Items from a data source
--
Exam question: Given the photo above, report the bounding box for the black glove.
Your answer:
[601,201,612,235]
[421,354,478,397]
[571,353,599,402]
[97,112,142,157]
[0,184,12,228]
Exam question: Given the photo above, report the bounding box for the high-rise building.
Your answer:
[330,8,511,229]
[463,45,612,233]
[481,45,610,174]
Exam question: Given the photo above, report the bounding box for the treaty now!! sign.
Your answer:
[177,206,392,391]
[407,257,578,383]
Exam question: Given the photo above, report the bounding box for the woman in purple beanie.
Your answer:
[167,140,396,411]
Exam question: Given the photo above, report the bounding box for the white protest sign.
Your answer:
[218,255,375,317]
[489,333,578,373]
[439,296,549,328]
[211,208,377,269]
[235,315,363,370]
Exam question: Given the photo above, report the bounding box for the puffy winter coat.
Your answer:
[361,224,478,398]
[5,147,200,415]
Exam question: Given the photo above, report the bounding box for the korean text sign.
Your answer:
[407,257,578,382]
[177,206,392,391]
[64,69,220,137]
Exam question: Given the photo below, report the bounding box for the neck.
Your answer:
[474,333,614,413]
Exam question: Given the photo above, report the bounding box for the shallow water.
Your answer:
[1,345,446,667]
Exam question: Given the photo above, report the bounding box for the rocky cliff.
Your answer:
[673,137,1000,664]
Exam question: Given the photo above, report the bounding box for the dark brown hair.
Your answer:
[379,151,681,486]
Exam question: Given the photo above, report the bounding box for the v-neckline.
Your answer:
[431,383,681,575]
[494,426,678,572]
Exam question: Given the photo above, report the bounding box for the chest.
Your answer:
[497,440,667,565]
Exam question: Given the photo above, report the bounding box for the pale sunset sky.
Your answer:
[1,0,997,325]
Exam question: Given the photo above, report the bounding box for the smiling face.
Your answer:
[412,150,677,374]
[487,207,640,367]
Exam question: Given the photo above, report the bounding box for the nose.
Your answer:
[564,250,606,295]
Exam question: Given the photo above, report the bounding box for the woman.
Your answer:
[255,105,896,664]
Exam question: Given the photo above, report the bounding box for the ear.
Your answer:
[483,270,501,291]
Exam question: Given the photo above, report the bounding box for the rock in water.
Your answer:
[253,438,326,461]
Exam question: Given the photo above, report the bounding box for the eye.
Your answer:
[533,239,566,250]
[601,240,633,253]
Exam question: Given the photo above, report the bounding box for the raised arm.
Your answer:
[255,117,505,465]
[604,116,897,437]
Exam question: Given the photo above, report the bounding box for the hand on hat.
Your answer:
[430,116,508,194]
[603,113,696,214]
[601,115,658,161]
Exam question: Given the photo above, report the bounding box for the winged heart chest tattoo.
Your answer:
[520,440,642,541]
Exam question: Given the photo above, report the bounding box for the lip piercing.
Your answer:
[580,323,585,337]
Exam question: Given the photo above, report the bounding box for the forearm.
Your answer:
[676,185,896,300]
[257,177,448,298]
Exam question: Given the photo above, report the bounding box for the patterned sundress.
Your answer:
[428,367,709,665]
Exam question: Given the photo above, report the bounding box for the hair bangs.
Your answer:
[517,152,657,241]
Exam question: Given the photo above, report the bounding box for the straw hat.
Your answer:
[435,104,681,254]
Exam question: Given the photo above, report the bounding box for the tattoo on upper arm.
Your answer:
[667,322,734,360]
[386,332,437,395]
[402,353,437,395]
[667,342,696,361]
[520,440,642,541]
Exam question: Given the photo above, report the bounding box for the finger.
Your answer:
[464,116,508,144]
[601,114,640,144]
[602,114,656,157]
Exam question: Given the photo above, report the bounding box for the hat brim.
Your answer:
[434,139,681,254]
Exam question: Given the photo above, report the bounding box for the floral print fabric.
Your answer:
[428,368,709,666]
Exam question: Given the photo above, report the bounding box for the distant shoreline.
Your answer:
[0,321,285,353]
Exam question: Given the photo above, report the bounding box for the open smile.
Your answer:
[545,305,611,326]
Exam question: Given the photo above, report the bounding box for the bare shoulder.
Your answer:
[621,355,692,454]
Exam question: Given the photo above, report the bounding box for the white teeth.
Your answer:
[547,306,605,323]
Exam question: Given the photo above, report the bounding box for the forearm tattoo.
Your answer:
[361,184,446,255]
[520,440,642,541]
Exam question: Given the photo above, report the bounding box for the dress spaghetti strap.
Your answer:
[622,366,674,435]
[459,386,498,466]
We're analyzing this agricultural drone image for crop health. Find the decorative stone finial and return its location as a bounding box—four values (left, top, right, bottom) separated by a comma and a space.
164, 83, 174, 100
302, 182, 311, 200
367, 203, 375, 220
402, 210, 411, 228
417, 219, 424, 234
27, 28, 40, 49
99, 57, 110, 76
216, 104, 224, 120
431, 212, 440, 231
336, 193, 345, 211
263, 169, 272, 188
--
◆ WHAT TO WORK ON
Go through the entries above and copy each line with "tattoo" in it.

◆ RESULT
Exam question: Given the photo above, report the bounding box for the winged heart chest tattoo.
Exam question: Given the photo above, report the bounding box for the tattoo on upper arm.
Exam question: Given the photo above, report the bounding box for the forearm tattoo.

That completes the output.